*TASK BRIEF*.
Answer these questions about the Kenny Leon profile:
(a) What figure does Leon give for "Sound of Music"?
(b) Who starred in "The Mountaintop"?
(c) Whose music was used to create "Holler if You Hear Me"?

*SELECTED EXTRACT*.
-- Begin --

The director, producer and actor has an impressive resume of stellar work in both the theater and movies. Clearly Kenny Leon now finds himself at the top of his game.

“Money dictates what’s happening,” says Leon. “The only thing the networks understand are ratings and numbers.  ‘Sound of Music’ did $20 million and ‘Peter Pan’ did $9 million.  So I want to be up there at or above the ‘Sound of Music’ numbers. So the more we tune in December 3rd, the more opportunities we have to tell our stories.  I am only successful if the numbers are huge.”

His Broadway credits include the 2014 revival of: “A Raisin in the Sun” starring Denzel Washington  (Tony Award Winner for Best Direction of a Play and Best Revival); “The Mountaintop,” starring Samuel L. Jackson and Angela Bassett; “Stick Fly.” produced by Alicia Keys; August Wilson’s “Fences” (which garnered 10 Tony nominations and won three Tony Awards including Best Revival); the 2004 revival of, “A Raisin in the Sun,” with Sean P. Diddy Combs; “Gem of the Ocean;” “Radio Golf;” and the 2014 premiere of, “Holler if You Hear Me,” a new musical created using the music of Tupac Shakur.

-- End --

*COLLECTED MATERIAL*.
-- Begin --

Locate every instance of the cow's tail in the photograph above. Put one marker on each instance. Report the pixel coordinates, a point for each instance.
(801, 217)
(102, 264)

-- End --

*ANSWER TO THE EXERCISE*.
(a) $20 million
(b) Samuel L. Jackson and Angela Bassett
(c) Tupac Shakur's